*** Opening of EXERCISE TEXT ***

A design for healing
Tuesday 28 June, 2011
The night his wife was taken seriously ill is one that Bridgnorth architect Vic Johnson will never forget. But his lasting memories could become a vision for the future, as Nina Davies discovers….
A Bridgnorth architect has unveiled a revolutionary project to bring therapy, both real and retail, to hospitals after his own traumatic experience visiting his seriously ill wife. Mother-of-four Amanda Johnson, a clinical nurse herself, was at home one night when she suffered a life-threatening brain haemorrhage. The 44-year-old was rushed to hospital by her husband Vic, who heads up Johnson Design Limited, after he diagnosed her condition on the internet.
Amanda, who suffered a sub-arachnoid haemorrhage, underwent a series of procedures including a lumbar puncture to reduce pressure in her brain as part of her treatment. Wandering the corridors day and night, Vic says he was hugely depressed by the surroundings and wanted to make a difference to the lives of patients and their families.

*** Close of EXERCISE TEXT ***

Pick up the story about the Bridgnorth architect's hospital design and continue it from its last sentence.

*** Opening of DATA SHOWN ***

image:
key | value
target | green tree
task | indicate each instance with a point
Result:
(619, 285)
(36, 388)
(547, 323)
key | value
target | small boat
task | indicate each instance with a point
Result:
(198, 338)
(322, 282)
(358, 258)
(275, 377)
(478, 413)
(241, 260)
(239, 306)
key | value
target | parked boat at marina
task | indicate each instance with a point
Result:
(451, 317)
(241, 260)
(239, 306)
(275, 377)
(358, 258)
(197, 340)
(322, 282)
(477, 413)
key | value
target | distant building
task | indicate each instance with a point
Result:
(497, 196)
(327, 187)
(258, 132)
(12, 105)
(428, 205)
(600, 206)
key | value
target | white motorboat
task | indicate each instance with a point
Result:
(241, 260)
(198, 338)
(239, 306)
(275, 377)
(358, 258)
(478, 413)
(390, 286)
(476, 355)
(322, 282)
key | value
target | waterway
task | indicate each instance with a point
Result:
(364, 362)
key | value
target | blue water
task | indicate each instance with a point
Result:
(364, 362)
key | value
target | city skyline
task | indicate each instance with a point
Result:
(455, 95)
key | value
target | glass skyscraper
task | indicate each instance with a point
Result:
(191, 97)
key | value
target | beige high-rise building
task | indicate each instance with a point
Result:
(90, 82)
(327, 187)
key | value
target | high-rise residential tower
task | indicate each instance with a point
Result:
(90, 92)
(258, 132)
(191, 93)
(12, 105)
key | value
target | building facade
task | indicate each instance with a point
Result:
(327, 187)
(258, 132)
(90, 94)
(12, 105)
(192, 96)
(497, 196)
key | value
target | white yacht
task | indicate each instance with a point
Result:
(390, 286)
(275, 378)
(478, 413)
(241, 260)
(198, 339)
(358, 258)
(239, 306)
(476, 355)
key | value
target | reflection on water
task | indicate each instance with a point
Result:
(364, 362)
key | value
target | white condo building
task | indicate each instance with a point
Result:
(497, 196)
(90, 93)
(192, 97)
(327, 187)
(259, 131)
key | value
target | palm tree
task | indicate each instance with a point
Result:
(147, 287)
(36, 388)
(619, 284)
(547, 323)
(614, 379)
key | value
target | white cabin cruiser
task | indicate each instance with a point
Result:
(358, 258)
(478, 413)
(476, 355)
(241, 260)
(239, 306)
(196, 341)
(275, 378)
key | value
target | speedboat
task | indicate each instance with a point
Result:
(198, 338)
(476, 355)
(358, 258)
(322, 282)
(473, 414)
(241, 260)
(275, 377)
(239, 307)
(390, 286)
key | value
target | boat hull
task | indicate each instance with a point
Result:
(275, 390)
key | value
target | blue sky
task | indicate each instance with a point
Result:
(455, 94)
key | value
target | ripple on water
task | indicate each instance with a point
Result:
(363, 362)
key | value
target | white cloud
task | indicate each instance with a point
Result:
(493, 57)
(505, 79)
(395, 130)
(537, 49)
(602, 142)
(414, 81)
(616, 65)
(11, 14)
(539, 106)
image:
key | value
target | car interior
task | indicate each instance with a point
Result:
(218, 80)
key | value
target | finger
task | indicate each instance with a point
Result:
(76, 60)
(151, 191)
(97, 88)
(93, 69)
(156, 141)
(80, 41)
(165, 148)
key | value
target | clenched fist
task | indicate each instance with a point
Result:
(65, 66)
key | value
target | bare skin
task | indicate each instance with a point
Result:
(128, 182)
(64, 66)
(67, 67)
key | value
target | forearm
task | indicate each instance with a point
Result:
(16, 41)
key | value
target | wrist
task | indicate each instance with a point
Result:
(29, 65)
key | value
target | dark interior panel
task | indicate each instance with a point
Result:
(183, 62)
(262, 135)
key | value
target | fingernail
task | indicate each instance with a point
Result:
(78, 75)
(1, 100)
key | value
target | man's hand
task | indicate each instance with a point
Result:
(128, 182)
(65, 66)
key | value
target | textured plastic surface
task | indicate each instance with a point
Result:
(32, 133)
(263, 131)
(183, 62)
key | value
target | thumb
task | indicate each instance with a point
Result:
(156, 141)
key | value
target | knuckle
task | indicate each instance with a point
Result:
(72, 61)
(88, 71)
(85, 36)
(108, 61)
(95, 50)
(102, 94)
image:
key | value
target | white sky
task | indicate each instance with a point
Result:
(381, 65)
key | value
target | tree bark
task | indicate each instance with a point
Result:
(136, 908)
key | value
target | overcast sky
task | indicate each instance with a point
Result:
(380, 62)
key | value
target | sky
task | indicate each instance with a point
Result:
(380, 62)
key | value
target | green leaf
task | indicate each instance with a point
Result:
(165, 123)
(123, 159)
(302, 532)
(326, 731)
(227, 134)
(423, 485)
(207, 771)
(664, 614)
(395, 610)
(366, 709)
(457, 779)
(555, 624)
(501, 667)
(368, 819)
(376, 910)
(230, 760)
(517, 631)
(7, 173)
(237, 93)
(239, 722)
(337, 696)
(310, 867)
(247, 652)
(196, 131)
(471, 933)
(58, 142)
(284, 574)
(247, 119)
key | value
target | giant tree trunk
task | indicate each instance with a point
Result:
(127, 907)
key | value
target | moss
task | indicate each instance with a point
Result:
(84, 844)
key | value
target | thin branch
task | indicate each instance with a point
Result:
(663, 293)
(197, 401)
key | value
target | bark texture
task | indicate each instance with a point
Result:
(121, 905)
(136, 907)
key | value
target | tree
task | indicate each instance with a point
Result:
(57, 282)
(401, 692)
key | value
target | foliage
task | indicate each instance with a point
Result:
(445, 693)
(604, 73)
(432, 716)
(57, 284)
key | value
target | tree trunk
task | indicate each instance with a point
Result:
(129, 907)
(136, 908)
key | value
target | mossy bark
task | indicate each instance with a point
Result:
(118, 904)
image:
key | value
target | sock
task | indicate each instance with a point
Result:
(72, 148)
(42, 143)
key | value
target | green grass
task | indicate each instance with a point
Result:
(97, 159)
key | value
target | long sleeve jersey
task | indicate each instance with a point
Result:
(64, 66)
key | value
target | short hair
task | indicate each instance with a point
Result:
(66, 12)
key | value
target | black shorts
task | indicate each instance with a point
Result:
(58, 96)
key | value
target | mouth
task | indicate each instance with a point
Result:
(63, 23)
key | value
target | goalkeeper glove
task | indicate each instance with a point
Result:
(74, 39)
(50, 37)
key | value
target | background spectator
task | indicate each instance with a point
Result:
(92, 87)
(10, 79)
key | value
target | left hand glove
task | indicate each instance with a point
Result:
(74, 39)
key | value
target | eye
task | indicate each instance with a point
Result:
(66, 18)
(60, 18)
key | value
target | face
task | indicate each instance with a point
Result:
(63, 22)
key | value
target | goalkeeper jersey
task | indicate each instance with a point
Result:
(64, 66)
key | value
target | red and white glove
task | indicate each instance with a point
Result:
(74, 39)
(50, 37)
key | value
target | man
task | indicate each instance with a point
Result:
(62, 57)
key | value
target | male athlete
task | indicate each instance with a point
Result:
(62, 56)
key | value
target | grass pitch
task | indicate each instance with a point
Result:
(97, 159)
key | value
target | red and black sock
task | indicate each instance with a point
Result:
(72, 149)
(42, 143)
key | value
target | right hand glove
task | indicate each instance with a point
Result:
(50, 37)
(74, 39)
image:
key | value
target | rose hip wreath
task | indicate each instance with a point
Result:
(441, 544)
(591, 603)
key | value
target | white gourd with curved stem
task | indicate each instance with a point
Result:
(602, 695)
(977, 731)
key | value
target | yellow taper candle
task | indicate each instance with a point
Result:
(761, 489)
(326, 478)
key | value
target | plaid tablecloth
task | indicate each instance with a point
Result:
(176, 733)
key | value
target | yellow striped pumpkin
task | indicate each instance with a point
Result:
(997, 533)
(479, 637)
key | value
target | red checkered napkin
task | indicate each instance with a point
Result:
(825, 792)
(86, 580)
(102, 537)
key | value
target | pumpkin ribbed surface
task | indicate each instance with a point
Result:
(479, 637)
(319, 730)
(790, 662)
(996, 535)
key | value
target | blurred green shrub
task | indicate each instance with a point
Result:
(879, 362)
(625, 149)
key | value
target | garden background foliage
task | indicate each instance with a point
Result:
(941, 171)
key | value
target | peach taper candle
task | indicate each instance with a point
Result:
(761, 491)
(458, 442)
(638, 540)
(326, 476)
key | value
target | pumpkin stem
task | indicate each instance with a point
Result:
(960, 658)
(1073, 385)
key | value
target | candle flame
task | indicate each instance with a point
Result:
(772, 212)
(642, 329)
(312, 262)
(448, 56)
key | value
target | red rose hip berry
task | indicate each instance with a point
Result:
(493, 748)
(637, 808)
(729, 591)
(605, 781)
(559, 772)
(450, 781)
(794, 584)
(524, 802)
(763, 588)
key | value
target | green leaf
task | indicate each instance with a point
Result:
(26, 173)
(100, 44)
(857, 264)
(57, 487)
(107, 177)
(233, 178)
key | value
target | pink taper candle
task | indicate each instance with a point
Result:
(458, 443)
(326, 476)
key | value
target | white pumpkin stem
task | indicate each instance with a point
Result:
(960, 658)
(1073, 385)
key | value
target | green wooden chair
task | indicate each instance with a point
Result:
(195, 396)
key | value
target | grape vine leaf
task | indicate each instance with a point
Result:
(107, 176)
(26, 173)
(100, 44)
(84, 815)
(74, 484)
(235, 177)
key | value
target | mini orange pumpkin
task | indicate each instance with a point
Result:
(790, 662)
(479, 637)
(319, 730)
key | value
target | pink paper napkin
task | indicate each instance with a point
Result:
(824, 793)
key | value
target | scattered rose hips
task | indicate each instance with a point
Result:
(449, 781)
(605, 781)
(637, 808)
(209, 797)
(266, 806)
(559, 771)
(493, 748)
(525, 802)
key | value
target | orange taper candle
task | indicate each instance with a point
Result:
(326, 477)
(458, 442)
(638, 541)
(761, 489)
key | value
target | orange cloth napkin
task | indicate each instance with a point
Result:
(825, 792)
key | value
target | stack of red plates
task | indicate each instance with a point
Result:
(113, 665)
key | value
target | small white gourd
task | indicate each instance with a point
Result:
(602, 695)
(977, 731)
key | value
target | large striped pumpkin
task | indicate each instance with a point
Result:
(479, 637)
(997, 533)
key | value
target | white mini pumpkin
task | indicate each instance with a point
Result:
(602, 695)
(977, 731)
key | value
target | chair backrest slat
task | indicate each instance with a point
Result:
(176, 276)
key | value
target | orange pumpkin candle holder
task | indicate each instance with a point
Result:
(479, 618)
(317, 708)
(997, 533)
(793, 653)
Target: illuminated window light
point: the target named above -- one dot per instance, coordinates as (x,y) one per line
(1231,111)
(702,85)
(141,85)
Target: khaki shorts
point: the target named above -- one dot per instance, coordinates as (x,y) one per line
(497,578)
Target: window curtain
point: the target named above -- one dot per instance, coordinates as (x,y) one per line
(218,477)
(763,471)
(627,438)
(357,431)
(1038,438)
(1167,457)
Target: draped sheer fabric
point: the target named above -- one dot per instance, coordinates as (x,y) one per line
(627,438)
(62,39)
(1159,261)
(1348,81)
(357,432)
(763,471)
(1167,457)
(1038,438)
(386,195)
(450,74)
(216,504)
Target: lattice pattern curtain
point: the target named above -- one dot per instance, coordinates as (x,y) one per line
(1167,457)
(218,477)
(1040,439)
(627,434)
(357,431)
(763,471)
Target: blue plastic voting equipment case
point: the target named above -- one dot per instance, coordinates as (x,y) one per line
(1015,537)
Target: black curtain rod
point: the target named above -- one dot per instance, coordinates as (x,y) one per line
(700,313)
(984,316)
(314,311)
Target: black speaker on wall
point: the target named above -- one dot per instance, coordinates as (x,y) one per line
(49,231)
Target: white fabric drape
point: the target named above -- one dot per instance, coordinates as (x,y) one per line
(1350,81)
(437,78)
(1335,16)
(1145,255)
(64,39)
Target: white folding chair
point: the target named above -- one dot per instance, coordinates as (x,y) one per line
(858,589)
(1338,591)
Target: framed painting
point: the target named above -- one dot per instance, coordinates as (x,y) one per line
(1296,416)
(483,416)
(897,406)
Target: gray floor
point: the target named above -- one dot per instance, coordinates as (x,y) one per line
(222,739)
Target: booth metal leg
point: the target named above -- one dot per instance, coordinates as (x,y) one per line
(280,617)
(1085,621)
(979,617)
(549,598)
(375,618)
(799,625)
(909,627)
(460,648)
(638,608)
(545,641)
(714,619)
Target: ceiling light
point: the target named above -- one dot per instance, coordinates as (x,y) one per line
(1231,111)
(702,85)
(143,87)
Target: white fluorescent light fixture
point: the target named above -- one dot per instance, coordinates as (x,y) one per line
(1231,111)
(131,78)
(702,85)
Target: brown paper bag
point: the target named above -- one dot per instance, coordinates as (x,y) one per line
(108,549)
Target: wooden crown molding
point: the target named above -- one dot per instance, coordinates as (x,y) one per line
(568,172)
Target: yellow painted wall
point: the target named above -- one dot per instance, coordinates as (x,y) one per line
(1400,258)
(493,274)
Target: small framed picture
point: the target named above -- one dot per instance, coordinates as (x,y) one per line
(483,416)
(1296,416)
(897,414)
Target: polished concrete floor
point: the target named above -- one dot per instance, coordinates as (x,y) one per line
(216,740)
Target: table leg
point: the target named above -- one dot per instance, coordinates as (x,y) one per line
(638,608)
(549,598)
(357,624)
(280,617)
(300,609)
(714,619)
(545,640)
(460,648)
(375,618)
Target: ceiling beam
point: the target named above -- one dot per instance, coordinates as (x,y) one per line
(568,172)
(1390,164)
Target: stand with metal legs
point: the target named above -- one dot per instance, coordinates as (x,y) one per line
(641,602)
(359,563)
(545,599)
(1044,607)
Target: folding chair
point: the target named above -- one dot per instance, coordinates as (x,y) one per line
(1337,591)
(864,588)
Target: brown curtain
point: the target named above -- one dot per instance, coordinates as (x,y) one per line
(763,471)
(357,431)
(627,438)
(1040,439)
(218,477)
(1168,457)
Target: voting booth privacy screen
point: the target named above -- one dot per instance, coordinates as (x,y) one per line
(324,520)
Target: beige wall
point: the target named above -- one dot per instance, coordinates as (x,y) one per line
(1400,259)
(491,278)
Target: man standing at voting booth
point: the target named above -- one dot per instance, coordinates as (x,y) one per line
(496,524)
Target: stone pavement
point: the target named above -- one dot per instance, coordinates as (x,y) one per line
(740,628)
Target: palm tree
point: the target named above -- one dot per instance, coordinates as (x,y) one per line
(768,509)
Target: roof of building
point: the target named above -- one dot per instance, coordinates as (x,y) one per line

*** Close of DATA SHOWN ***

## [RESPONSE TO THIS EXERCISE]
“It is amazing how many people have a fear of hospitals,” said Vic. “And it is not always associated with being in pain. “Hospitals can be soulless places, especially at night. Although staff do a tremendous job with the patients, a huge percentage of visitors are not catered for at all.”… “I realised then that a lot of things could be done to create a more normal environment for patients and their friends and family.”
Eventually with Amanda starting to make a slow but steady recovery, it was not long before
Vic got to put his ideas into techno-colour. It was after being asked to produce plans to revamp the Royal Free Hospital in London that he got to draw up a blueprint of his innovative new designs. Months later and work is now under way to make that vision a reality with phase one of a threepart scheme almost complete at a cost of £400,000. It houses well-known shop brands including Boots, Greggs, M&S Simply Food, The Body Shop, Upper Crust, clothes and jewellery shops to name but a few. The result is a striking glimpse of how Britain’s hospitals could soon become a mix of vital medical services and High Street retail outlets.
“My natural response was to create an environment that replicated the real world. Studies show that patients recover quicker if they feel part of everyday life which is why I’ve brought the High Street and the major brands directly to them,” he said.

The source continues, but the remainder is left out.